WHAT THIS TASK INVOLVES:
Please output only the lines that run from the line containing "Where can the white staircase" through the end of the material below, exactly.

RECORDS FOR THIS EXERCISE:

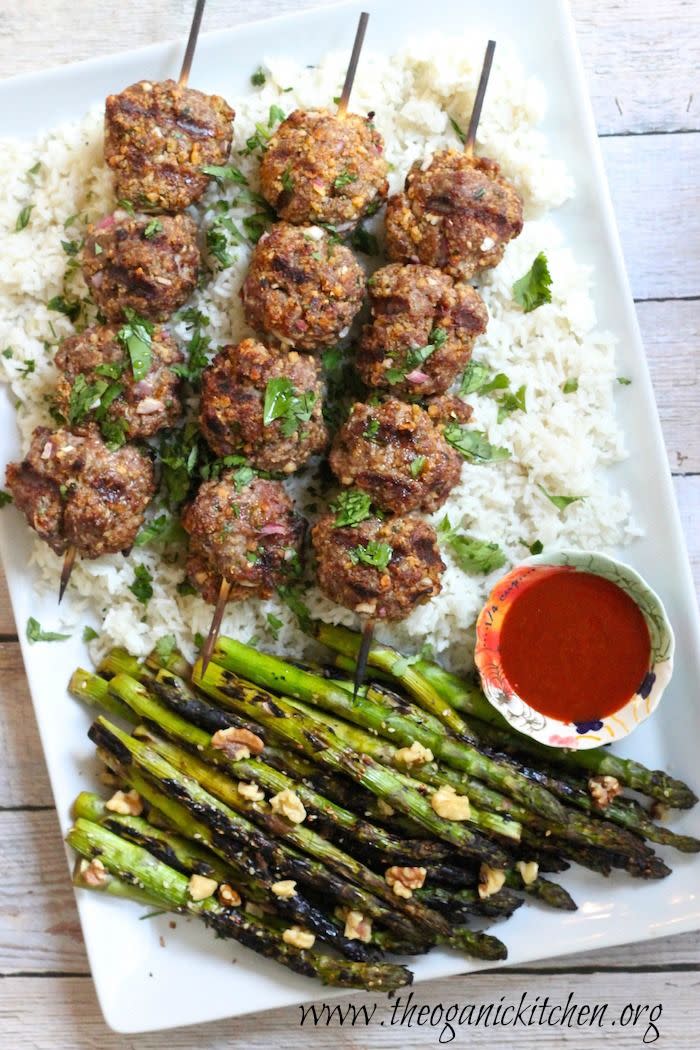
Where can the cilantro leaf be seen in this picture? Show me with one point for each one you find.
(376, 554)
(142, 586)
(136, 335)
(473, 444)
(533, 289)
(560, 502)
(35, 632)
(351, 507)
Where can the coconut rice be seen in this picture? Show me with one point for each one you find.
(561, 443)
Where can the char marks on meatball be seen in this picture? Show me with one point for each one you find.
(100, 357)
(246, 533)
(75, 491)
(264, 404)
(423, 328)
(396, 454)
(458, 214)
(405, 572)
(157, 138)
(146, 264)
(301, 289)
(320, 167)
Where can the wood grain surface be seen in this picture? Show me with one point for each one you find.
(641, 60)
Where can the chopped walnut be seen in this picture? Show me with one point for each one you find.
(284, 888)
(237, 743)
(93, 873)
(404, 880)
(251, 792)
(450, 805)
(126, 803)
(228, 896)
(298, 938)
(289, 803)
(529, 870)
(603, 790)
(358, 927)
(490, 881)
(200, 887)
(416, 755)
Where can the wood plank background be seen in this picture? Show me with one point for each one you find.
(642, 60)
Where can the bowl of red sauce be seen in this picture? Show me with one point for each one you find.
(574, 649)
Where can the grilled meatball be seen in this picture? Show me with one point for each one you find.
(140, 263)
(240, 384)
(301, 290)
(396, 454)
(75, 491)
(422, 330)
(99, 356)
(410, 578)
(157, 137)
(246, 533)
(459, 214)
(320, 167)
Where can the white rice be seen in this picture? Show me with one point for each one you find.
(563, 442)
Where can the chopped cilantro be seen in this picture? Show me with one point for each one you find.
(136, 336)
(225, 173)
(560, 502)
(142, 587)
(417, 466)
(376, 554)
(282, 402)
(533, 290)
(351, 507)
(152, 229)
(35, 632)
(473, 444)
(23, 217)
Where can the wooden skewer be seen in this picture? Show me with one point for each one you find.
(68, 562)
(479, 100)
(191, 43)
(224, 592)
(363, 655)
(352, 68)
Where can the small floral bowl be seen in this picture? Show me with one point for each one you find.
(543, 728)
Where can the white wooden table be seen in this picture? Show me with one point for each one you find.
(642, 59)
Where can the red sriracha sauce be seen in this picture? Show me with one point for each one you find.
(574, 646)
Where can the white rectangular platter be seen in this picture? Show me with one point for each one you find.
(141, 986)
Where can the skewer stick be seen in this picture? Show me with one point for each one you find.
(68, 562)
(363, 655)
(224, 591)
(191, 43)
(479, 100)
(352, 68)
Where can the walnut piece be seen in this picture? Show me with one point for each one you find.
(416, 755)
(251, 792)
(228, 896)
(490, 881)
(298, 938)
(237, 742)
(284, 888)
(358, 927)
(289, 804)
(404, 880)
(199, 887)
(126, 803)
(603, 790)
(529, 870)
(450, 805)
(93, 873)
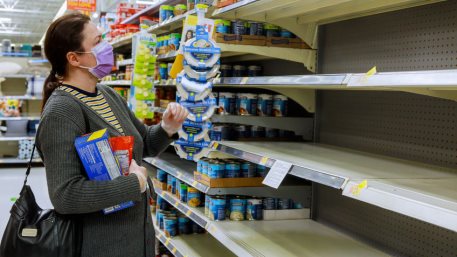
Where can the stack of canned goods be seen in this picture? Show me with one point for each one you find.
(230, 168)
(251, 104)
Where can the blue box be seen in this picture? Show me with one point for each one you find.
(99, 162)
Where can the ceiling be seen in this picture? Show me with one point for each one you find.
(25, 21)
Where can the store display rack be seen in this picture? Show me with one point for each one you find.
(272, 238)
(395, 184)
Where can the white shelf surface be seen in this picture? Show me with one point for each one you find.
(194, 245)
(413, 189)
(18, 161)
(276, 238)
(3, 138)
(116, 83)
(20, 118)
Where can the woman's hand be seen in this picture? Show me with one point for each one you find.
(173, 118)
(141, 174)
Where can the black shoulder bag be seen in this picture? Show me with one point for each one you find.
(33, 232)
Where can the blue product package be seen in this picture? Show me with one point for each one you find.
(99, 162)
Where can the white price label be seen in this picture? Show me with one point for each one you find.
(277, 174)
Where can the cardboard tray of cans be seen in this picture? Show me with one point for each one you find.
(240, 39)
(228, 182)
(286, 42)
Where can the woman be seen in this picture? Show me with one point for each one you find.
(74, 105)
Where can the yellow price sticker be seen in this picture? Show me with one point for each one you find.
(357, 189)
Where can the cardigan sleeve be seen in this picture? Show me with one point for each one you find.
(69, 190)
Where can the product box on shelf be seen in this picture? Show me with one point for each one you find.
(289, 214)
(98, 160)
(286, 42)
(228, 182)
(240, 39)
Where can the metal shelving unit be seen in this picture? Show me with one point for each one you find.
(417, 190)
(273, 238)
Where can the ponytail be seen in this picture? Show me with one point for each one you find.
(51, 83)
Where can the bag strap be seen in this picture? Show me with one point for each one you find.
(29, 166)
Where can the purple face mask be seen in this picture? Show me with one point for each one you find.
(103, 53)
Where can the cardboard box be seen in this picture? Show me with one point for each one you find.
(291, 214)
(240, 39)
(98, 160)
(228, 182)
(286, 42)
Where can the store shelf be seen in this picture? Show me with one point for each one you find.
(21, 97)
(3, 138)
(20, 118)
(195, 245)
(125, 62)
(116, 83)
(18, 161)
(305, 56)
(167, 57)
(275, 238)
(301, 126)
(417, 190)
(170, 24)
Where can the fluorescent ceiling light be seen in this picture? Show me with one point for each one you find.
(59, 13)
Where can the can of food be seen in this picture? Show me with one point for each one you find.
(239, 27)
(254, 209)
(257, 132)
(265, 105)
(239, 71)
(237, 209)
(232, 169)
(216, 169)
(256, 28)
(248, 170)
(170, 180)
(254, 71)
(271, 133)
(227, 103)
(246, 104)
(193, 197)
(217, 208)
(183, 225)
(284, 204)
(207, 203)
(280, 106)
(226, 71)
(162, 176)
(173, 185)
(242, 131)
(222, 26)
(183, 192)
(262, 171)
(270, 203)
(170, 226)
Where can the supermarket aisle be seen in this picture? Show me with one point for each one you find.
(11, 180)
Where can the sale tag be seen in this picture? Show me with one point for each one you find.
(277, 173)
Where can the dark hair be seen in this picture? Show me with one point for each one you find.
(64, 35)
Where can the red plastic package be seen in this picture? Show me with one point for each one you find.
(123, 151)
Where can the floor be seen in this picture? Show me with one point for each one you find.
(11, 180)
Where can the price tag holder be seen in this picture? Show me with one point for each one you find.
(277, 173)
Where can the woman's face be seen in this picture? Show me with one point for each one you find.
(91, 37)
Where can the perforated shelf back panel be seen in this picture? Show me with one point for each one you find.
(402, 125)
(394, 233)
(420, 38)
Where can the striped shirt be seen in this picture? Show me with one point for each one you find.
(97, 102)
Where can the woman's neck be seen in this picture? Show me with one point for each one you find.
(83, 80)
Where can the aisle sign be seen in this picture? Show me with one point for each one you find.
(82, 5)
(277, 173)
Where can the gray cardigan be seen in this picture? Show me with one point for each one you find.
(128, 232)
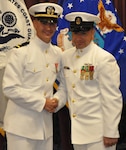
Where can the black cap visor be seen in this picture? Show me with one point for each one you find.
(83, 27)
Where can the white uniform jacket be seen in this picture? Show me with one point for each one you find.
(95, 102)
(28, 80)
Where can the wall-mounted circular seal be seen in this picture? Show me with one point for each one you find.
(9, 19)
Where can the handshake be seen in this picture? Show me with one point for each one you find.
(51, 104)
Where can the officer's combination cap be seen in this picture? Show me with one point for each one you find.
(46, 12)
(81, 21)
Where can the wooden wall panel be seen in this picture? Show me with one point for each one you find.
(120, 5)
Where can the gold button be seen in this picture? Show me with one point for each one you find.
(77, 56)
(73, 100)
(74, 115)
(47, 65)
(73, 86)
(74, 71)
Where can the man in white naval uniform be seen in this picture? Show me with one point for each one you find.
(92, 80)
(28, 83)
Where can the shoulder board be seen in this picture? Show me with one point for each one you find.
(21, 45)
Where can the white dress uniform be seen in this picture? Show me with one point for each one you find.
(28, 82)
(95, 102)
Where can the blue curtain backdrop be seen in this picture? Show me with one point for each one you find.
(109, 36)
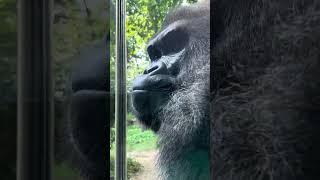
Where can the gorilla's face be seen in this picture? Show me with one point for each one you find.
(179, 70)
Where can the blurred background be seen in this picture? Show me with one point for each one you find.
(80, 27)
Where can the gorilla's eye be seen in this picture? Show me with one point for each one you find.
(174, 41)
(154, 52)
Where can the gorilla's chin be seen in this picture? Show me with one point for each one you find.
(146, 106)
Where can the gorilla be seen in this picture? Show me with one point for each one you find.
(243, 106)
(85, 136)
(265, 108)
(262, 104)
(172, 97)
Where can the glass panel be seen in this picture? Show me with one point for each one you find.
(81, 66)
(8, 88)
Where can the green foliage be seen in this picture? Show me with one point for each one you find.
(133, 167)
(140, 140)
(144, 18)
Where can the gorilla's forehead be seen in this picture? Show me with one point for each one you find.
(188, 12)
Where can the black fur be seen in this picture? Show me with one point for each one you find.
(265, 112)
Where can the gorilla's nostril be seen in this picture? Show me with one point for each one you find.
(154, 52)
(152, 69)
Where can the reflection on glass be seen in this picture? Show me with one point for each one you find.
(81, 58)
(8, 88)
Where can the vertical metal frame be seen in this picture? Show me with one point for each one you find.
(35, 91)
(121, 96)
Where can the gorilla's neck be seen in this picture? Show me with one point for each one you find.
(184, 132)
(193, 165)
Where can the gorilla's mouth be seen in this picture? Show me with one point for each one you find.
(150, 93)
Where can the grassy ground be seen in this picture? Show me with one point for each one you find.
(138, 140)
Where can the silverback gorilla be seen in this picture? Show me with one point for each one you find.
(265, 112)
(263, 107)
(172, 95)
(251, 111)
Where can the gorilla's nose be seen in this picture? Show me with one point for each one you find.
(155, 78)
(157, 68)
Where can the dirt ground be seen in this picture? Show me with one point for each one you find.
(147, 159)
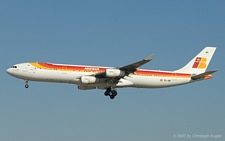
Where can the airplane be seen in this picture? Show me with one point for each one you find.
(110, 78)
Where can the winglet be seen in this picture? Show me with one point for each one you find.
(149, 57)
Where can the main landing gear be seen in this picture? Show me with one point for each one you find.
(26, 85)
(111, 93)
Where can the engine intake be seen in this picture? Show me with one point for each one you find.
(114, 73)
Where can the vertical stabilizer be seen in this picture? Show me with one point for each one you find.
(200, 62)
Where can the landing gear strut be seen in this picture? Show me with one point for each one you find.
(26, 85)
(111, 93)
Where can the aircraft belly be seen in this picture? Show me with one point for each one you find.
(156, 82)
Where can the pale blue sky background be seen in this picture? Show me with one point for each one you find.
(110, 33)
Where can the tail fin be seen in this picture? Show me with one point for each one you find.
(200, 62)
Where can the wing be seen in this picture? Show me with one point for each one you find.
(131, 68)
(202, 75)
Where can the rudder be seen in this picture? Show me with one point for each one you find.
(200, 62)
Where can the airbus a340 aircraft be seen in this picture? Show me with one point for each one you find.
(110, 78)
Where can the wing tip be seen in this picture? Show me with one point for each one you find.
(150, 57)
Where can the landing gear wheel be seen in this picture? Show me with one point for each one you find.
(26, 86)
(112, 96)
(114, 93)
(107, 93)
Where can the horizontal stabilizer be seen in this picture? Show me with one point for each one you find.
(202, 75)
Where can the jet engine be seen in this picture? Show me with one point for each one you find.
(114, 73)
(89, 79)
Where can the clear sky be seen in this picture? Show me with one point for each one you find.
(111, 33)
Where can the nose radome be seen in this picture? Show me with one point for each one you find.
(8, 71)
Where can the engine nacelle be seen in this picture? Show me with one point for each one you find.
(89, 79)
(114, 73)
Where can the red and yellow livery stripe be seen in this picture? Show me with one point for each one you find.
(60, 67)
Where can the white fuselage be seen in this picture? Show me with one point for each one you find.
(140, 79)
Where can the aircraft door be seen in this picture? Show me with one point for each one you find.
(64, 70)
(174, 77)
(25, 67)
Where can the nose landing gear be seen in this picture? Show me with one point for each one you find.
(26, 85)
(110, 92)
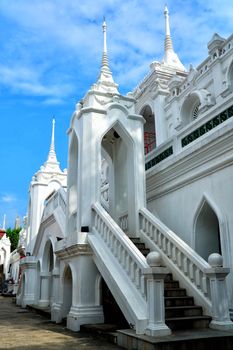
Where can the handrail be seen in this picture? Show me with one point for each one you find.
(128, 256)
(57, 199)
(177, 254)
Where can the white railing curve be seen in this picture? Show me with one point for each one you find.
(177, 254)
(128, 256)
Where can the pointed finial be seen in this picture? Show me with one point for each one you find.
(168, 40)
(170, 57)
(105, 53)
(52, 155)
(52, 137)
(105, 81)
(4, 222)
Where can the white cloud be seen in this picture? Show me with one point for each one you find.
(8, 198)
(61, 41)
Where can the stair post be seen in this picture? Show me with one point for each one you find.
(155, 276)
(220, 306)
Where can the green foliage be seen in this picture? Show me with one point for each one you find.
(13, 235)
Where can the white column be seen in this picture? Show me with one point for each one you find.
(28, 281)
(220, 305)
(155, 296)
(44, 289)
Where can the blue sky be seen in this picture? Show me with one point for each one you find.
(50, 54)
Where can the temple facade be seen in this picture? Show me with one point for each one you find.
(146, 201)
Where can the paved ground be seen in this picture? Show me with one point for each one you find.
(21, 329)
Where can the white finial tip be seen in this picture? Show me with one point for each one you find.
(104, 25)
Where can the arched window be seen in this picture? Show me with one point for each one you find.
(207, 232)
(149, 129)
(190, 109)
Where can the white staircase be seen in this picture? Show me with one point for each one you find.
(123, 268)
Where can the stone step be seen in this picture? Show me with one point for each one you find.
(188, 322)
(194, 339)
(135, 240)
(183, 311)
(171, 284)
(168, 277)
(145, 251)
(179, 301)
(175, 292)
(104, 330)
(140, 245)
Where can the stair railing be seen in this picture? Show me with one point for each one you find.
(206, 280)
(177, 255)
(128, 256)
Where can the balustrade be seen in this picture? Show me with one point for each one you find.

EXERCISE OUTPUT:
Where can the white staircase be seen in this picture? Show me with one point for each one you find.
(123, 268)
Where can the stone step be seen in this picture? Show me with one point for each one you find.
(188, 322)
(194, 339)
(135, 240)
(183, 311)
(171, 284)
(168, 277)
(145, 251)
(179, 301)
(175, 292)
(104, 330)
(140, 245)
Where can the stair railing be seen in this picture? Show me with one point for each one you find.
(206, 280)
(177, 255)
(128, 256)
Where can the balustrade be seen in this picture? Show me with one point for each one you find.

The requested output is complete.